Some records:
···

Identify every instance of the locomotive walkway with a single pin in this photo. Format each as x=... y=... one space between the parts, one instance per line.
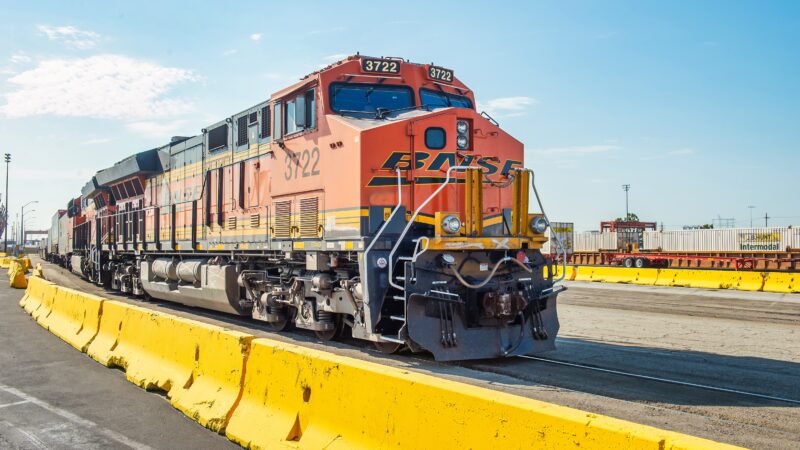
x=733 y=340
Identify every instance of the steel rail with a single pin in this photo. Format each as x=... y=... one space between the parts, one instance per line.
x=664 y=380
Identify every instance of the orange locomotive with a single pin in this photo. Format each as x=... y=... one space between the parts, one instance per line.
x=370 y=197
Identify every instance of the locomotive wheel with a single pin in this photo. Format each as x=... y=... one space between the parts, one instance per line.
x=336 y=334
x=283 y=325
x=388 y=347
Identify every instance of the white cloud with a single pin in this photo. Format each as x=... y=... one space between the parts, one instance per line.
x=71 y=36
x=576 y=150
x=22 y=173
x=161 y=129
x=20 y=58
x=336 y=57
x=326 y=30
x=96 y=141
x=102 y=86
x=669 y=154
x=507 y=106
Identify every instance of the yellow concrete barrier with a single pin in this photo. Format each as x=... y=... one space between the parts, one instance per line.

···

**Task statement**. Rewrite the part of the items that opens with the line containing "Identify every instance of the steel" and closes with the line containing "x=388 y=347", both included. Reproduce every line, requests included, but multiply each coordinate value in the answers by 0.55 and round it to the nearest whole number, with halves rounded up.

**Answer for the task**.
Identify every instance of the steel rail with a single pin in this photo. Format each as x=... y=... one space between the parts, one instance per line.
x=365 y=209
Identify every instance of the orange locomotive with a single pin in this photo. Format each as x=... y=... one space between the parts, one instance per line.
x=204 y=108
Identify every instance of the locomotive wheel with a single pin in this photo. Format each as x=... y=... one space between the parts, one instance per line.
x=185 y=184
x=156 y=179
x=213 y=191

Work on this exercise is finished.